■ Exercise ■
Will you quote only the lines starting at the one that contains "Where can the grass" and ending with the last line of the listing below, inclusive?

───── Record extracts

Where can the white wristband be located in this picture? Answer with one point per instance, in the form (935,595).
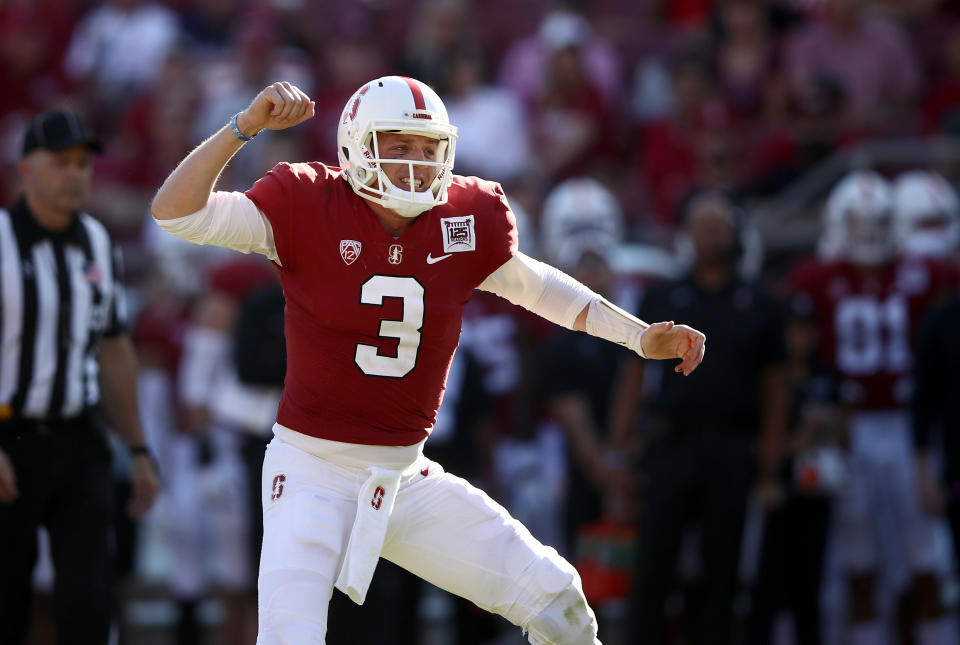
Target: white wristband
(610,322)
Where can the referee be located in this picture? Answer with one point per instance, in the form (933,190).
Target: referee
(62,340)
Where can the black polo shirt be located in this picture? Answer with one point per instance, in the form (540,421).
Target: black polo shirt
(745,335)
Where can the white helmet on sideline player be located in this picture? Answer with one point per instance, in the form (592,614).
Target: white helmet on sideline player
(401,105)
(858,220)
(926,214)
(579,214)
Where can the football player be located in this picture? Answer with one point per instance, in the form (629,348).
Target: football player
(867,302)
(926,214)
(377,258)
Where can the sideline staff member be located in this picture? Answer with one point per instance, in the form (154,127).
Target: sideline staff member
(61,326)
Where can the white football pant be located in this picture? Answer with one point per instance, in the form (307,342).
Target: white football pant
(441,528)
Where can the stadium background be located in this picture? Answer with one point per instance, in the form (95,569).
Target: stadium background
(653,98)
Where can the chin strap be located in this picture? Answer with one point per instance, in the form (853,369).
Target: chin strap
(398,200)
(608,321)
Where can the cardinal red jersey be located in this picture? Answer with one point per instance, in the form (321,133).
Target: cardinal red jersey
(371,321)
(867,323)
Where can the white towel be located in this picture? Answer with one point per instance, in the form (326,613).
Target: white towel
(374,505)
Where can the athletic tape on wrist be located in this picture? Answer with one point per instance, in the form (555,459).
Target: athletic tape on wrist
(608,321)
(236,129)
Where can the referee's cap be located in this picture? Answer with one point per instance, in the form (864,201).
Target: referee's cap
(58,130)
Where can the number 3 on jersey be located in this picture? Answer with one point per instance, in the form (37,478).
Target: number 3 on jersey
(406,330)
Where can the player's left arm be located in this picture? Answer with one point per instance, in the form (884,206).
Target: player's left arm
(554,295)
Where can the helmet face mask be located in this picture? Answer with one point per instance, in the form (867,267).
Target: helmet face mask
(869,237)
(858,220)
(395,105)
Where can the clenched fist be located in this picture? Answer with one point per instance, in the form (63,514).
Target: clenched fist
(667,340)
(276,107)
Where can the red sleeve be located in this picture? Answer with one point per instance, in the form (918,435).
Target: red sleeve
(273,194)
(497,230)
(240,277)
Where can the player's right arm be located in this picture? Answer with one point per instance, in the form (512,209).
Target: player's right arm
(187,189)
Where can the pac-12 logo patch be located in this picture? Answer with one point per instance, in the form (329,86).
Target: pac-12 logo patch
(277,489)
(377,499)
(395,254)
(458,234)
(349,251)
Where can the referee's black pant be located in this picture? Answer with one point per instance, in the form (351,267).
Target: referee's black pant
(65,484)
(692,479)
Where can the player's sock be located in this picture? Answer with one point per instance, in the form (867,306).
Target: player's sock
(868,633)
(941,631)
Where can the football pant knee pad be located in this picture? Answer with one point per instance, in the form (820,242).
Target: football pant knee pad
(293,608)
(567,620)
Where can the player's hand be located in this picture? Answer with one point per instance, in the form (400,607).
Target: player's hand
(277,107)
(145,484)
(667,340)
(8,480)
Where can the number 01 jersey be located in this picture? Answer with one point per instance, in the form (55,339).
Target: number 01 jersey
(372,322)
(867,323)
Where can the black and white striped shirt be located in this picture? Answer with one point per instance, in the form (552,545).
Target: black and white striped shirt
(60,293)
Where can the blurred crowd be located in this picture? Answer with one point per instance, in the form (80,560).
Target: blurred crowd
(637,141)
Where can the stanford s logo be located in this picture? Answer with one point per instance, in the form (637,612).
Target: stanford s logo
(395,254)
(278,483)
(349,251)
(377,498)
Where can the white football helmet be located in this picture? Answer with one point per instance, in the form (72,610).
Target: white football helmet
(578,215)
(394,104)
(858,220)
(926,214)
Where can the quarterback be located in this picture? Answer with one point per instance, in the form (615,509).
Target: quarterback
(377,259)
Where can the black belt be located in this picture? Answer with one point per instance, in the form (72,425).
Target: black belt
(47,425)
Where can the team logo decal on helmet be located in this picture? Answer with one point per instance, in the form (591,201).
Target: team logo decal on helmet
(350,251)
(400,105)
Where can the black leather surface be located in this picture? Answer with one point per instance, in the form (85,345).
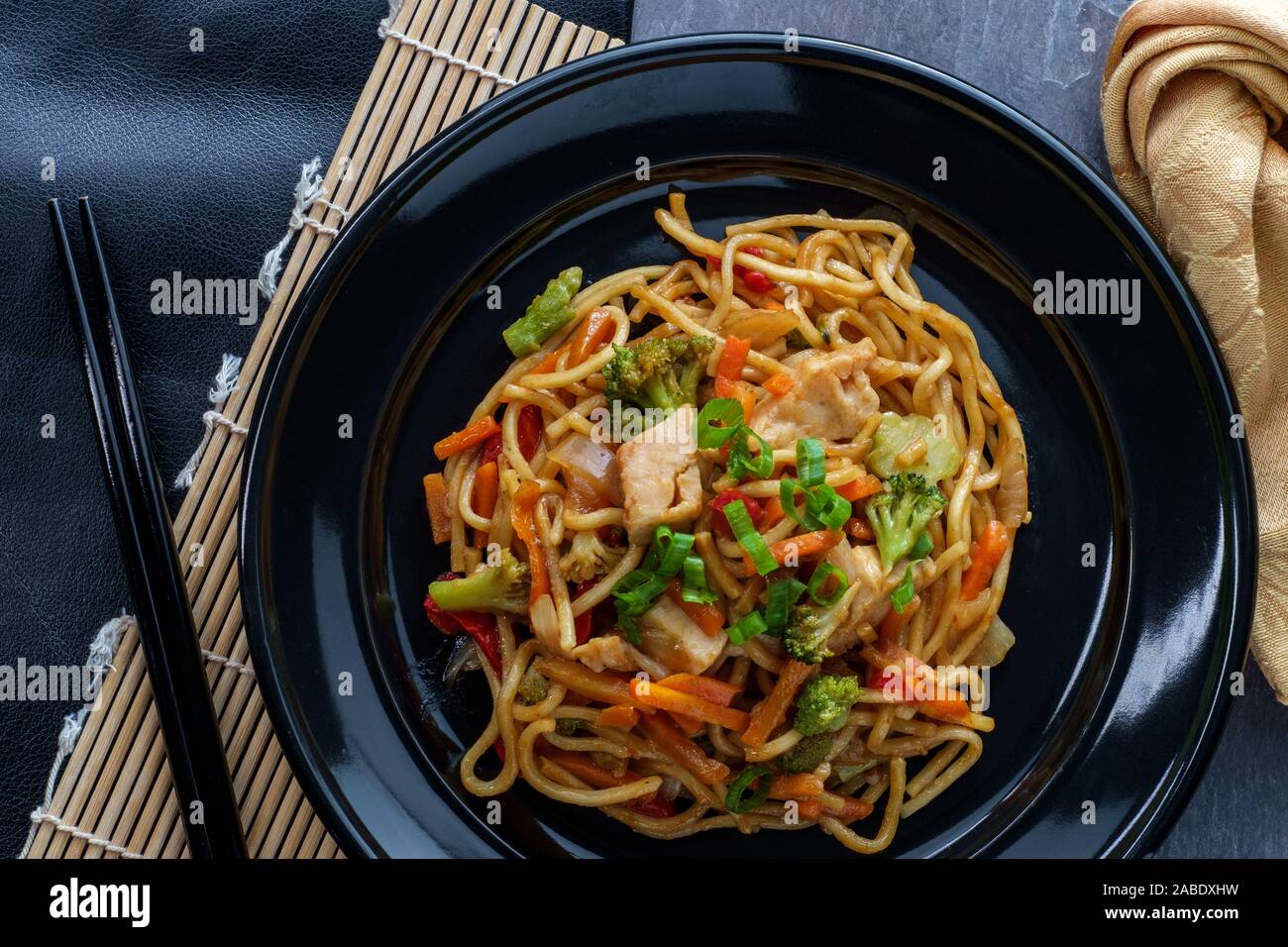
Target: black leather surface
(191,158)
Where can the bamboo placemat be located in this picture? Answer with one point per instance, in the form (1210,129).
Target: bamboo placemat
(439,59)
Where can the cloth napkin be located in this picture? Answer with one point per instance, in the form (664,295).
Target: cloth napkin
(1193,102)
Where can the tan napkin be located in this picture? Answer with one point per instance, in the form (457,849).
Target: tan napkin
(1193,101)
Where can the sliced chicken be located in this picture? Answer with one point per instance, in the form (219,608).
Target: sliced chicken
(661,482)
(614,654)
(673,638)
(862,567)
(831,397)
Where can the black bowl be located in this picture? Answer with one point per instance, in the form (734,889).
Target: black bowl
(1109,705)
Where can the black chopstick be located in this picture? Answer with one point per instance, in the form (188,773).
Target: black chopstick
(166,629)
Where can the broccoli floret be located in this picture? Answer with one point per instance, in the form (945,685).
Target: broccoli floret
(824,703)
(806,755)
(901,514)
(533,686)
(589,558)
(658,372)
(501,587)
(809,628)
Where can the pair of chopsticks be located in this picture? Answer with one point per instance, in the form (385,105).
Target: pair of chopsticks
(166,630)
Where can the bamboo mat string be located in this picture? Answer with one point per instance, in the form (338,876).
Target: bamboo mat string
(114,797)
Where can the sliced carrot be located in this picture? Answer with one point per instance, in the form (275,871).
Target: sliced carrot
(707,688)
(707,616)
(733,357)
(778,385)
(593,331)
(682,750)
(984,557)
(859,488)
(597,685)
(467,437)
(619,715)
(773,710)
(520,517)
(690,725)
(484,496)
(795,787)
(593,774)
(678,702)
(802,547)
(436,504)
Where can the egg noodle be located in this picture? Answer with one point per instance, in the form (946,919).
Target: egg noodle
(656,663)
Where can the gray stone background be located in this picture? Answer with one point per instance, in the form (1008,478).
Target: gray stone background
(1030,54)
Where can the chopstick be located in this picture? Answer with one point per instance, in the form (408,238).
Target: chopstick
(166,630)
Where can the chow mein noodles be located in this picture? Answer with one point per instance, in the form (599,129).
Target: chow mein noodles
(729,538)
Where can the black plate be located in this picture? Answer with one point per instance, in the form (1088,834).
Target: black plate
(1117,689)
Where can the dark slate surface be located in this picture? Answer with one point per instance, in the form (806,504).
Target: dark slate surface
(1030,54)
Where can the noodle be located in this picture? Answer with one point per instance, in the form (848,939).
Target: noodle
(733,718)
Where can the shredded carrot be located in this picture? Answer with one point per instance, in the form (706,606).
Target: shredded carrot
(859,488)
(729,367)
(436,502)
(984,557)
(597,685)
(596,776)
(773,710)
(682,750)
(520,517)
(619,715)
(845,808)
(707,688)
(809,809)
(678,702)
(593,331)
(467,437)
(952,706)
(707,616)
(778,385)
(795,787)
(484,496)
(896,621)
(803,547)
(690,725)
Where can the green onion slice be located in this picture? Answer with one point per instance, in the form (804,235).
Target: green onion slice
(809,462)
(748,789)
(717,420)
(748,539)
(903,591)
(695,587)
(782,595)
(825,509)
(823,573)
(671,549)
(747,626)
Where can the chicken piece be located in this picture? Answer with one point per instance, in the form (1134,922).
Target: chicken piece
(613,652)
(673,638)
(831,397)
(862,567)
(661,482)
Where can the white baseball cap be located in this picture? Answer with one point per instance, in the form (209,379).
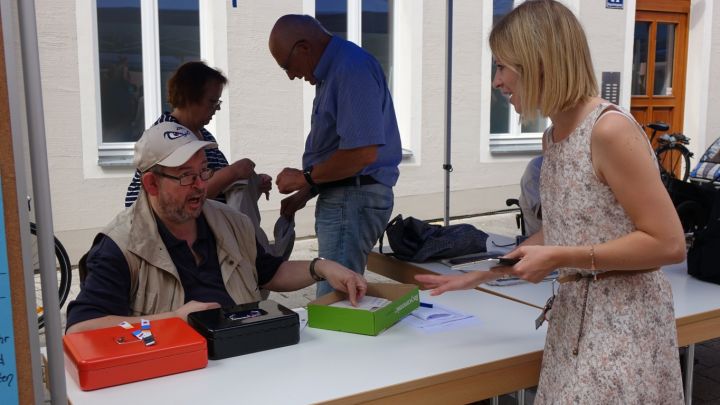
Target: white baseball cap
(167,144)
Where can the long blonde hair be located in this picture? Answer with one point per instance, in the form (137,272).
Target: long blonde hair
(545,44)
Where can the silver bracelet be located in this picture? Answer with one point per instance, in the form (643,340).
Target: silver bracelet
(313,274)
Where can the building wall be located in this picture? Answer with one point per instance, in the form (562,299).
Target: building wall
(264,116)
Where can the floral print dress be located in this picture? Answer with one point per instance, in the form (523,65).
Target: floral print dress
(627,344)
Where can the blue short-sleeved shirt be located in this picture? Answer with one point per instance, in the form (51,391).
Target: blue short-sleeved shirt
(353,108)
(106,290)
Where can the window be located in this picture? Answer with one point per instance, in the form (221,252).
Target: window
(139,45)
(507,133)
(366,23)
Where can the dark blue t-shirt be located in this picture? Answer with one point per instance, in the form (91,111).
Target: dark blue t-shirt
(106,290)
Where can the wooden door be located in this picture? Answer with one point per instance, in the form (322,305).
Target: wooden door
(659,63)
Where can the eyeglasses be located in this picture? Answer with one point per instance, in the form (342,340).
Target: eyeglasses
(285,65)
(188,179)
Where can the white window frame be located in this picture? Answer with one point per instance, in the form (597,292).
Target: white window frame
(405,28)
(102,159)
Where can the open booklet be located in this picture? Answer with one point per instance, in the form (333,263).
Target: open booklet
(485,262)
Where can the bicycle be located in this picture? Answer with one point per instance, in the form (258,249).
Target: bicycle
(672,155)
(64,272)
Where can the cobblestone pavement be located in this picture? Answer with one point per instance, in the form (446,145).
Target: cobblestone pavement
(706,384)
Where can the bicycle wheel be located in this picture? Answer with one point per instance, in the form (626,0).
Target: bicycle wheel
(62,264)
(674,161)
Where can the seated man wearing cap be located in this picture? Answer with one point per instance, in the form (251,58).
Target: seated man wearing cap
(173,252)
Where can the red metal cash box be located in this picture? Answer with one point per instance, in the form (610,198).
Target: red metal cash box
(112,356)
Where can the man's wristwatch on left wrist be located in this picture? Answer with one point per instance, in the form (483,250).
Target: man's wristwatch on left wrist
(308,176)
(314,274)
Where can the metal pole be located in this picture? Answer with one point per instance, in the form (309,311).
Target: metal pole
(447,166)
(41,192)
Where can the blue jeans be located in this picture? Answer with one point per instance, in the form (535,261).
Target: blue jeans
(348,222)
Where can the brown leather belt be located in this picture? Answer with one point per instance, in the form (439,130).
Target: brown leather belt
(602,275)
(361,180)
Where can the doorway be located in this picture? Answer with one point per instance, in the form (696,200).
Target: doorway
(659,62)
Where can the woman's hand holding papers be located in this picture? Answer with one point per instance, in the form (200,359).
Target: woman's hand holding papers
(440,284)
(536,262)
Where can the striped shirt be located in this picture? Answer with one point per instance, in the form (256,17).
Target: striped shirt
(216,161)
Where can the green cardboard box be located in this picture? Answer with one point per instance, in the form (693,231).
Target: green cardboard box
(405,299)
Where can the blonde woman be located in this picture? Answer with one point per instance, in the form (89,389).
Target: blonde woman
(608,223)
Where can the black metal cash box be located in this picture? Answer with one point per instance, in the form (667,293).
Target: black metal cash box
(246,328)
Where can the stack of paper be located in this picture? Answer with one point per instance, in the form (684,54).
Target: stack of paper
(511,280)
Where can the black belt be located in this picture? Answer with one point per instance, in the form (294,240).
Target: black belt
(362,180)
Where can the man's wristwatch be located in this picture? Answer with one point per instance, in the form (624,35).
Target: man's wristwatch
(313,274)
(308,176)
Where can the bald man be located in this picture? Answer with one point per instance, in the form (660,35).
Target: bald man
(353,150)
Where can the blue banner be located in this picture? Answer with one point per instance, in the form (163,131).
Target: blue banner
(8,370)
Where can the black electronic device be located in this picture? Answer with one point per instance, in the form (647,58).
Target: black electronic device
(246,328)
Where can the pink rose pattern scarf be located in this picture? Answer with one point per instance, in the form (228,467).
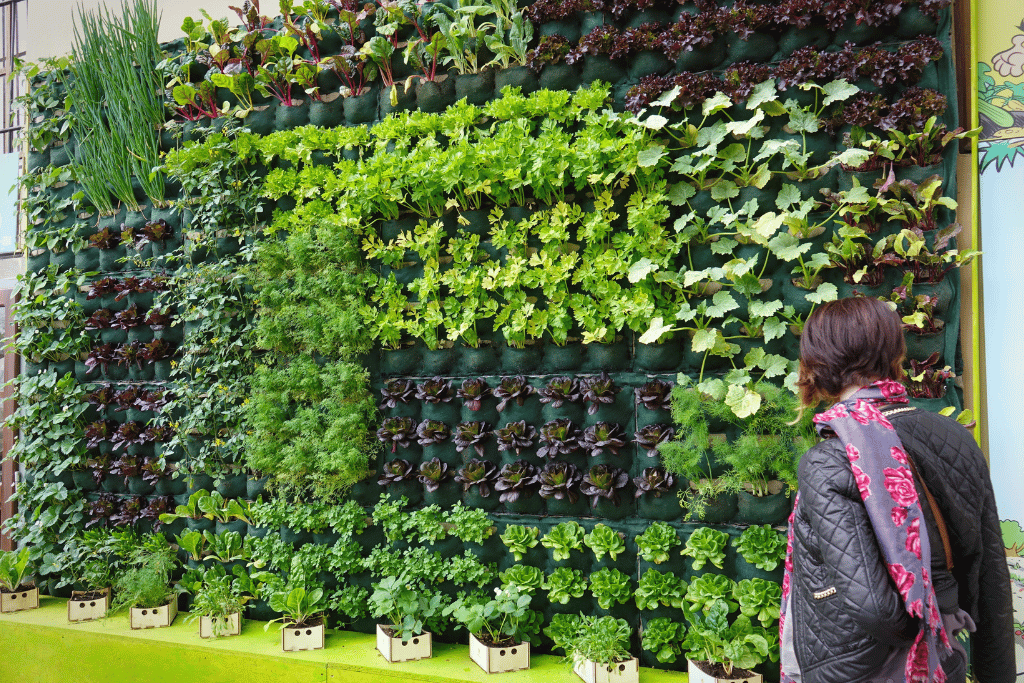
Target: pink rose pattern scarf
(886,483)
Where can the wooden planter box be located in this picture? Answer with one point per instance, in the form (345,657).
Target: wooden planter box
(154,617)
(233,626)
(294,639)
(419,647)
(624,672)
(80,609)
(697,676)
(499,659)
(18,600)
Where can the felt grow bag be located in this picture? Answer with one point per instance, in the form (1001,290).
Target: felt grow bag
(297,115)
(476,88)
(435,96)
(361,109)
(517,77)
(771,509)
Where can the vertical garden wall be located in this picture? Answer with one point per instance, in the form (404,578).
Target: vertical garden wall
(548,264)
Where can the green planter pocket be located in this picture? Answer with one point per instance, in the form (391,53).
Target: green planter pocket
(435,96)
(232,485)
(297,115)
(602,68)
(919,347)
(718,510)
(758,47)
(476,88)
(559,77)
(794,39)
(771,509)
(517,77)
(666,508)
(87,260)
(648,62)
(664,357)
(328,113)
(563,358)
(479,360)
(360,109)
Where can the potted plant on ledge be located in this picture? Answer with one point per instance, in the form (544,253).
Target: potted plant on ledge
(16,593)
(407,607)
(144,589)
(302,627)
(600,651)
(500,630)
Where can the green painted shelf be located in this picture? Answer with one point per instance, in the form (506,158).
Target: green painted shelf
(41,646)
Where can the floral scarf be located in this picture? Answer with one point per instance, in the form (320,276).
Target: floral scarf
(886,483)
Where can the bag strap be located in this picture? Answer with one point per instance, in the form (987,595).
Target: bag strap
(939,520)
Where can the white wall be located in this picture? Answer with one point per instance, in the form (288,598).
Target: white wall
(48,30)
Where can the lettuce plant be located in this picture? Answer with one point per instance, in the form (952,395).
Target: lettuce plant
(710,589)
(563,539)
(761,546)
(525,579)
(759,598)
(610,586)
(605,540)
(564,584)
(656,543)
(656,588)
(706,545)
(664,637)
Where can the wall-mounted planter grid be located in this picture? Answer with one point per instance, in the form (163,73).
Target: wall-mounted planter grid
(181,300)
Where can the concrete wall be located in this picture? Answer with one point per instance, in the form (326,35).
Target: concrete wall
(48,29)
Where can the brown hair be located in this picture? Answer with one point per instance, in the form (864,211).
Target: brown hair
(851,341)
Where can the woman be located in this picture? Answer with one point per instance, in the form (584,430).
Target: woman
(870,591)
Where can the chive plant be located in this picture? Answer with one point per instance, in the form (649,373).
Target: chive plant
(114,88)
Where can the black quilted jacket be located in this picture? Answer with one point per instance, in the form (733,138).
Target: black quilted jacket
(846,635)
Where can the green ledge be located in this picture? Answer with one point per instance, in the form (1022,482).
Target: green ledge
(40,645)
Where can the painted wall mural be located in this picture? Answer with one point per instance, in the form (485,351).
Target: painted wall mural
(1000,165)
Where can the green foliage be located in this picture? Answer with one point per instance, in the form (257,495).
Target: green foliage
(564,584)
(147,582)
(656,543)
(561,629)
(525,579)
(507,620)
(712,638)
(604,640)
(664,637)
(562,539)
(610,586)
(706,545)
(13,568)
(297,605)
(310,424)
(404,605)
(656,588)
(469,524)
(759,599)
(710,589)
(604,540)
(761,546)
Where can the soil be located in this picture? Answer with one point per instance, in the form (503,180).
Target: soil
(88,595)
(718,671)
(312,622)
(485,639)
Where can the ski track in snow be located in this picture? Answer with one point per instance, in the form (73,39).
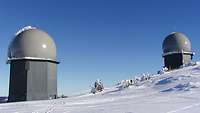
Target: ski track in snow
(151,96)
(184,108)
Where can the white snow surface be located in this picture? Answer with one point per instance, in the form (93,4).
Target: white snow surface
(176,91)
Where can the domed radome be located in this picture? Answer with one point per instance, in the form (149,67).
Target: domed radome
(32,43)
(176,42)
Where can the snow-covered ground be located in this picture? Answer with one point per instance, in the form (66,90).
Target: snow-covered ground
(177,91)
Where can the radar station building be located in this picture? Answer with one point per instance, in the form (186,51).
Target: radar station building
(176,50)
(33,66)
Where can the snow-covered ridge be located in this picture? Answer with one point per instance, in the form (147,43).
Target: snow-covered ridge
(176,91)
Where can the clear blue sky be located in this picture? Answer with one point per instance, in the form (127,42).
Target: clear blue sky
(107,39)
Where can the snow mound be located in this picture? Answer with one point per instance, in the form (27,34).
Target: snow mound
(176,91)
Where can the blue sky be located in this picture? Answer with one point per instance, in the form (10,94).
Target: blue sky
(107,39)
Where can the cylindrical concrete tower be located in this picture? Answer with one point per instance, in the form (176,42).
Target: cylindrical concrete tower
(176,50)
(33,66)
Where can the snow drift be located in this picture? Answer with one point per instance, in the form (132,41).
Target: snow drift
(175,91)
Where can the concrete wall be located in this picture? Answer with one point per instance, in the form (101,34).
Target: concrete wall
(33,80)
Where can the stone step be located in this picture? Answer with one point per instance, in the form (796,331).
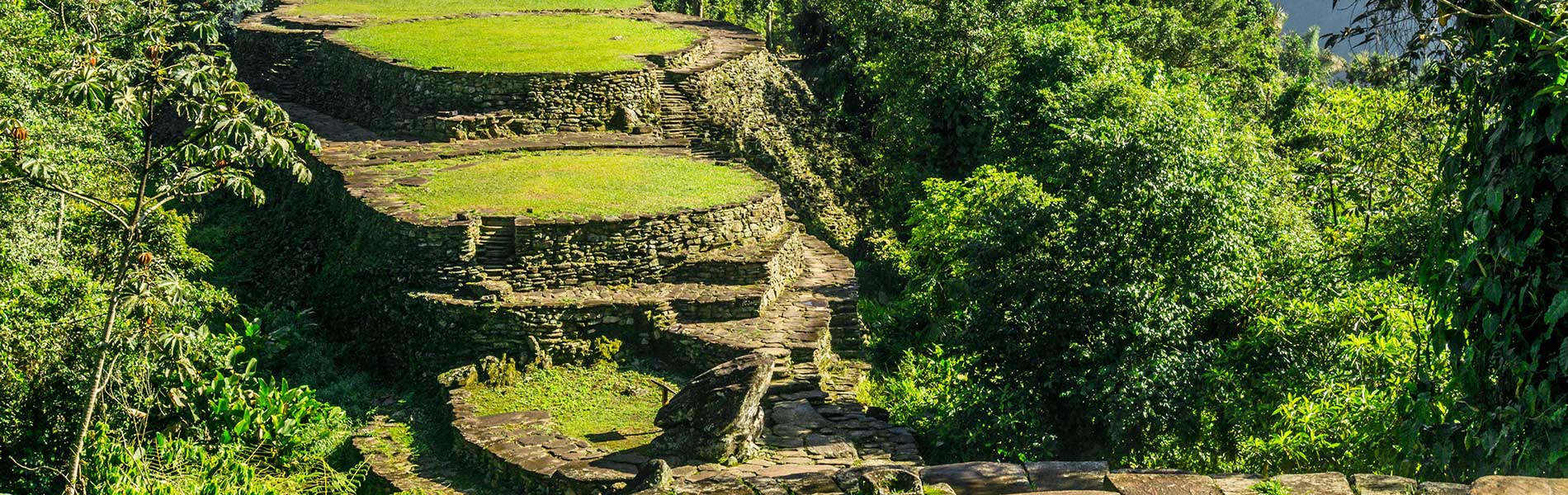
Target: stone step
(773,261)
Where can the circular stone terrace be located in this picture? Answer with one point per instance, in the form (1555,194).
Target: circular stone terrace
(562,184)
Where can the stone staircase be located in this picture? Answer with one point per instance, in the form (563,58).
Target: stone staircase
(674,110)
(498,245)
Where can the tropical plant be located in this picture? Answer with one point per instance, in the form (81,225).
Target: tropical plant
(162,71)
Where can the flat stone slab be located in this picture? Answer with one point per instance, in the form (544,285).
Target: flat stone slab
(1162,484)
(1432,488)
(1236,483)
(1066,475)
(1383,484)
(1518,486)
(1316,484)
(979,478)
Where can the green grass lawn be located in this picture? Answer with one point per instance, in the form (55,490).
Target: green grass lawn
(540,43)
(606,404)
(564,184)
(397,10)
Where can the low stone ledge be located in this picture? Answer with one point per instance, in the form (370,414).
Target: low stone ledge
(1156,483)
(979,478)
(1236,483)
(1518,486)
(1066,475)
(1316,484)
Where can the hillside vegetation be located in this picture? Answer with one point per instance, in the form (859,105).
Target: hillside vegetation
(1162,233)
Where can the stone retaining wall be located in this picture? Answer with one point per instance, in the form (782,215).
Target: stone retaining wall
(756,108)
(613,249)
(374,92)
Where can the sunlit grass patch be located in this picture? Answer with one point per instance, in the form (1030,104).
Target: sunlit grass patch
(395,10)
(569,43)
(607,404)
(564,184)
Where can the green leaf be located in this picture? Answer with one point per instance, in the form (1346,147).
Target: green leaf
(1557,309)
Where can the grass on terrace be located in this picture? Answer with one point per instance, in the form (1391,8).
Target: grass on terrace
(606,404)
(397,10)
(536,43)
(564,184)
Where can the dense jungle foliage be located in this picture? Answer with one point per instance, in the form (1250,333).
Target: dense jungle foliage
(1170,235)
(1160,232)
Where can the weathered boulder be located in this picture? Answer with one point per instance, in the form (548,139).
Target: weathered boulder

──────────

■ Result ■
Where can the grass on terrace be located in this picture? Answer with one point per instance, in the form (1391,8).
Target: grass on terrace
(606,404)
(397,10)
(536,43)
(564,184)
Where can the dense jungle foliage be located in this picture? Answer with one point per instance, in the form (1250,333).
Target: dense jungle foliage
(1170,235)
(1160,232)
Where can the weathered boulder be located in this picture? Answer with one point per instance, in the form (548,139).
Target: weathered boulder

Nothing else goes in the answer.